E’ il vissuto interiore di Fabrizio De André e lei lo “ricompone” storicizzando la sua carriera artistica.
Mi scusi: ma questa è pura letteratura! Mica facile. Che lavoro ha fatto, con il suo staff artistico, per farne una transizione musicale?
La ringrazio. In “Secondo me” ho scelto di “cantare” De André con la voce del Sassofono tenore, con ciò che nel tempo è diventata la mia voce.
Ho pensato alle canzoni a cui ero in qualche modo più legato, quelle di cui avevo più nostalgia per ciò che narravano o per i sentimenti in esse contenuti, ho individuato le tematiche a cui ero affezionato ed alla fine ho trovato delle corrispondenze tra tematiche e brani collegandoli tra loro in questi quadri.
Quei brani che ho cantato e suonato in un periodo spensierato della mia vita ho cercato di interpretarli attraverso differenti soluzioni musicali che avessero un significato preciso.
E’ il mio modo, non avendoLo mai conosciuto di persona, di ringraziarlo attraverso un lavoro di riflessione che ha portato a riversare i suoi splendidi testi e la sua splendida voce in suggestioni musicali. Ho cercato di seguire una strada differente.
Ho pensato a suoni, timbri, tempi ed armonie alternative. Musica. In questa trasposizione di voce e testo in musica ho individuato delle personalità musicali che potessero essere dei buoni compagni di viaggio e che potessero aiutarmi ad esprimere questa idea di fondo.
Per questo ho coinvolto dei musicisti con i quali ho condiviso nel tempo esperienze musicali significative ed importanti.
Paolo Assiero Brà contrabbassista Jazz e bassista elettrico a cui ho affidato il controllo delle tempistiche musicali, dei cambi più delicati all’interno di ogni singola suite, una roccia che mi sorregge sempre;
Paolo De Liso batterista, percussionista, con l’amore per l’improvvisazione radicale, che con grande sensibilità ed attenzione forgia ogni singolo timbro e a cui ho affidato i paesaggi sonori, le scenografie di ogni suite; lui è capace di stupirmi ed emozionarmi ogni volta che suoniamo.

### Dati forniti
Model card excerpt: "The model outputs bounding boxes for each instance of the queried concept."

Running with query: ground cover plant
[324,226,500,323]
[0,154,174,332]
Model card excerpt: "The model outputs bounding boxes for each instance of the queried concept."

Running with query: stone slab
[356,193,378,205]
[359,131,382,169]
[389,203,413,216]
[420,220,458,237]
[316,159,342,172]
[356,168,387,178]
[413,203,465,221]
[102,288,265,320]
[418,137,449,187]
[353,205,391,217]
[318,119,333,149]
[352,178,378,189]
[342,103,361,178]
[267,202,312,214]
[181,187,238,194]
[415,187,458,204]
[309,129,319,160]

### Esercizi
[A] Ripeti parola per parola il passo dell'intervista su De André che va da "La ringrazio. In" a "un significato preciso.".
[B] Nell'intervista su De André, con quale strumento viene "cantato" De André in "Secondo me"?
[C] Riprendi l'intervista su De André e continuala dopo l'ultima frase presente.
I record non servono a nulla qui.

### Risposte scritte
[A]
La ringrazio. In “Secondo me” ho scelto di “cantare” De André con la voce del Sassofono tenore, con ciò che nel tempo è diventata la mia voce.
Ho pensato alle canzoni a cui ero in qualche modo più legato, quelle di cui avevo più nostalgia per ciò che narravano o per i sentimenti in esse contenuti, ho individuato le tematiche a cui ero affezionato ed alla fine ho trovato delle corrispondenze tra tematiche e brani collegandoli tra loro in questi quadri.
Quei brani che ho cantato e suonato in un periodo spensierato della mia vita ho cercato di interpretarli attraverso differenti soluzioni musicali che avessero un significato preciso.

[B] Con il sassofono tenore.

[C]
In un lavoro dove ho rinunciato sia ai testi che alla voce ho pensato di affidare la chitarra alla spiccata sensibilità del bravissimo Gianluca Tozzi che con la sua giovinezza ha dato una maggiore propulsione al tutto, un grande piacere sapere che si è immerso in questo lavoro con grande entusiasmo e competenza.
A tutti loro ho chiesto delle cose precise, suoni e timbri, armonie, ritmi, ma ho fatto anche in modo che potessero mettere dentro la musica la loro creatività, il loro trascorso, che potessero esprimersi mettendo tutta la loro passione.
Gianluca Tozzi
Perché questo lavoro ho voluto fosse innanzitutto un lavoro di passione e la prima cosa che deve trapelare dalla musica di questo lavoro è la passione.
E ogni volta che suoniamo io sento questa loro passione, questo tempo che hanno dedicato al progetto, questo loro sostegno nei miei confronti: per tutto ciò io li ringrazio.
”Se sono un uomo migliore lo devo a loro. Alle donne che mi hanno aiutato a crescere e di cui conservo gli insegnamenti migliori”.
Ma sa che con questa affermazione, lei si mette in pericolo? E’ una dichiarazione che conferma quanto le donne siano importanti per il vissuto degli uomini.
Lo è stata anche Dori Ghezzi per De André. Ma allora, com’è che le donne diventano importanti per gli artisti o per l’ Arte e poi sono malmesse dall’uomo “di tutti i giorni”?
Devo molto alle donne e agli esempi che mi hanno fornito anche solo con i loro comportamenti: sono riconoscente per questo.
Molte hanno creduto in me e mi hanno incoraggiato nel cammino, a volte indicandomelo, a volte sorreggendomi e alcune altre sospingendomi.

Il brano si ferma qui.